Dysostoses are constitutional disorders of the bone that take the form of malformations of single or multiple bones in combination. Based on genetic mutations and variations in blastogenesis, they affect normal bone or cartilage development and cause bone defects and skeletal dysplasias [13]. Achondrogenesis comes in three forms, being ACG1A (Houston-Harris type), ACG1B (Parenti-Fraccaro type) and ACG2 (Langer-Saldino), with differential diagnoses made based on clinical, radiological and molecular findings. The various forms of ACG have identical phenotypic characteristics, such as hydrops fetalis, short neck and trunk, small chest (bell-shaped), prominent abdomen and severe micromyelia, which are typically observed in the all three groups, while there are radiological and molecular differences between the three [13]. The skull is not ossified in ACG1A, whereas there are mildly low ossified areas in ACG1B. Skull ossification is normal in ACG2, alongside decreased ossification in the pelvis and spine. Rib fractures are common in ACG1A, whereas short ribs are often without fractures in ACG2 [2, 4, 13]. The present case of ACG2 had typical phenotypic characteristics, including short trunk, small chest, distinctive abdomen and micromyelia, and a radiologic examination revealed short tubular bones with widened metaphyses and non ossified cervical vertebrae, short unfractured ribs, a narrow bell-shaped chest, lack of ossification in the pelvis and normal ossification of the skull (Figures 1 and 2).

Apart from skeletal anomalies, severe pulmonary hy-poplasia occurs in ACG2 due to the underlying defects in collagen expression, and respiratory distress can occur immediately after birth with severe forms of the disorder [2, 14]. The present case had significant respiratory distress immediately after birth, was followed with HFOV due to persistent respiratory distress during mechanical ventilation using conventional settings and the patient died of respiratory insufficiency on postnatal day 25.

In conclusion, we present a patient with ACG2 and a novel mutation on the COL2A1 gene, identified through NGS. Our findings expand the spectrum of causative mutations and clinical findings in ACG2. The authors suggest that the recognition of ACG2 in the prenatal and neonatal period may enable the earlier prediction of the anomaly, and may prolong survival through genetic counseling provided to the family before and after birth.

Extracted entries

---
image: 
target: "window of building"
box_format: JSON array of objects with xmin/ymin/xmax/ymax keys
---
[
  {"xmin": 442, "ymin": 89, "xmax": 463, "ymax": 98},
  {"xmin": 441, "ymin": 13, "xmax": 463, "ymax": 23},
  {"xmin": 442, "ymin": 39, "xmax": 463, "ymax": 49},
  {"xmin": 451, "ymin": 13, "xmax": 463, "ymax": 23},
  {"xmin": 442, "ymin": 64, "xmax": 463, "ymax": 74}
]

Required tasks
**A)** In the achondrogenesis excerpt, on which postnatal day did the patient die?
**B)** Reproduce the part of the achondrogenesis excerpt starting at "In conclusion, we" and ending at "and after birth.".
Rely solely on the achondrogenesis excerpt for what comes next.

Answers per task
**A)** Postnatal day 25.

**B)**
In conclusion, we present a patient with ACG2 and a novel mutation on the COL2A1 gene, identified through NGS. Our findings expand the spectrum of causative mutations and clinical findings in ACG2. The authors suggest that the recognition of ACG2 in the prenatal and neonatal period may enable the earlier prediction of the anomaly, and may prolong survival through genetic counseling provided to the family before and after birth.